• _Data supplied_:
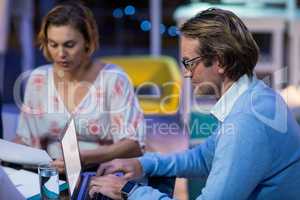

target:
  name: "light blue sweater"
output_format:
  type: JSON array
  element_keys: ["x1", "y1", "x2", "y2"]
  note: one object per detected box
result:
[{"x1": 130, "y1": 77, "x2": 300, "y2": 200}]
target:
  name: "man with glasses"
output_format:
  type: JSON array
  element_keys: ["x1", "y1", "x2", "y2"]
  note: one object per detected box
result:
[{"x1": 87, "y1": 8, "x2": 300, "y2": 200}]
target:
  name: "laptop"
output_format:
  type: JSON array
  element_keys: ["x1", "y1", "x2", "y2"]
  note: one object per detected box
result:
[{"x1": 60, "y1": 118, "x2": 112, "y2": 200}]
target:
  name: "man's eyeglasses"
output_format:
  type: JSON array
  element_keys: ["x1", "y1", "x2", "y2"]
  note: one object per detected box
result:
[{"x1": 181, "y1": 56, "x2": 202, "y2": 71}]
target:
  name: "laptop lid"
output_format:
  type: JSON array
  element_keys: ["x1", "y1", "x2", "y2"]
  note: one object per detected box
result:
[{"x1": 60, "y1": 118, "x2": 82, "y2": 199}]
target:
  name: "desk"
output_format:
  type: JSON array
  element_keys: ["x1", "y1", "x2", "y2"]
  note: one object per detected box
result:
[{"x1": 2, "y1": 166, "x2": 68, "y2": 200}]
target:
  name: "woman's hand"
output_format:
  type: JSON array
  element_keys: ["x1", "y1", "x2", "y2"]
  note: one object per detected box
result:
[{"x1": 50, "y1": 157, "x2": 65, "y2": 173}]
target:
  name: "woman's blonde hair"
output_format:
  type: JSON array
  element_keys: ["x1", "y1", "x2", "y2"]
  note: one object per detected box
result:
[{"x1": 37, "y1": 2, "x2": 99, "y2": 61}]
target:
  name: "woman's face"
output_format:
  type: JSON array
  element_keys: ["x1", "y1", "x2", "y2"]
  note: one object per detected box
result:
[{"x1": 46, "y1": 24, "x2": 88, "y2": 71}]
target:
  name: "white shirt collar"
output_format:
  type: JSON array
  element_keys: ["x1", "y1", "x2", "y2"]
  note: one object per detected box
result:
[{"x1": 210, "y1": 75, "x2": 253, "y2": 122}]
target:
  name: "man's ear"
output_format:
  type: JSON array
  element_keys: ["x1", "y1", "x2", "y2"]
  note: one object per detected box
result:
[
  {"x1": 212, "y1": 59, "x2": 224, "y2": 74},
  {"x1": 217, "y1": 65, "x2": 225, "y2": 74},
  {"x1": 215, "y1": 58, "x2": 225, "y2": 74}
]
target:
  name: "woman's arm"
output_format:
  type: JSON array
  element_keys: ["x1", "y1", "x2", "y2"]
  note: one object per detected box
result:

• _Work to be completed_: The response has to be an exact copy of all the data, pictures excluded.

• _Solved exercise_:
target:
  name: "light blue sweater"
output_format:
  type: JSON array
  element_keys: ["x1", "y1", "x2", "y2"]
  note: one object per detected box
result:
[{"x1": 130, "y1": 77, "x2": 300, "y2": 200}]
target:
  name: "man with glasses"
output_format:
  type: JSON array
  element_keys: ["x1", "y1", "x2", "y2"]
  note: one object per detected box
result:
[{"x1": 87, "y1": 8, "x2": 300, "y2": 200}]
target:
  name: "laptop"
output_format:
  type: JSON array
  element_keys: ["x1", "y1", "x2", "y2"]
  note: one object per detected box
result:
[{"x1": 60, "y1": 118, "x2": 112, "y2": 200}]
target:
  name: "man's eyeglasses"
output_format:
  type: JSON array
  element_keys: ["x1", "y1", "x2", "y2"]
  note: one object per detected box
result:
[{"x1": 181, "y1": 56, "x2": 202, "y2": 71}]
target:
  name: "laptop lid"
output_format:
  type: JSON array
  element_keys: ["x1", "y1", "x2", "y2"]
  note: one object per detected box
result:
[{"x1": 60, "y1": 118, "x2": 82, "y2": 199}]
target:
  name: "desk"
output_format:
  type: JSON array
  element_keys: ["x1", "y1", "x2", "y2"]
  note: one object per detected box
result:
[{"x1": 2, "y1": 166, "x2": 68, "y2": 200}]
target:
  name: "woman's hand"
output_format:
  type: JSON array
  element_keys: ["x1", "y1", "x2", "y2"]
  note: one object per detected box
result:
[{"x1": 50, "y1": 157, "x2": 65, "y2": 173}]
target:
  name: "woman's blonde hair"
output_format:
  type: JSON array
  element_keys: ["x1", "y1", "x2", "y2"]
  note: one object per detected box
result:
[{"x1": 37, "y1": 2, "x2": 99, "y2": 61}]
target:
  name: "woman's face"
output_format:
  type: JSON array
  element_keys: ["x1", "y1", "x2", "y2"]
  note: one object per detected box
result:
[{"x1": 46, "y1": 24, "x2": 88, "y2": 71}]
target:
  name: "white shirt collar"
output_format:
  type: JSON array
  element_keys: ["x1", "y1", "x2", "y2"]
  note: one object per detected box
result:
[{"x1": 210, "y1": 75, "x2": 253, "y2": 122}]
target:
  name: "man's ear"
output_format:
  type: JSON array
  element_keys: ["x1", "y1", "x2", "y2"]
  note: one object per detected box
result:
[
  {"x1": 212, "y1": 59, "x2": 224, "y2": 74},
  {"x1": 217, "y1": 65, "x2": 225, "y2": 74},
  {"x1": 215, "y1": 58, "x2": 225, "y2": 74}
]
target:
  name: "woman's arm"
output_format:
  type: JSON array
  element_keys: ["x1", "y1", "x2", "y2"]
  note: one object per detected box
result:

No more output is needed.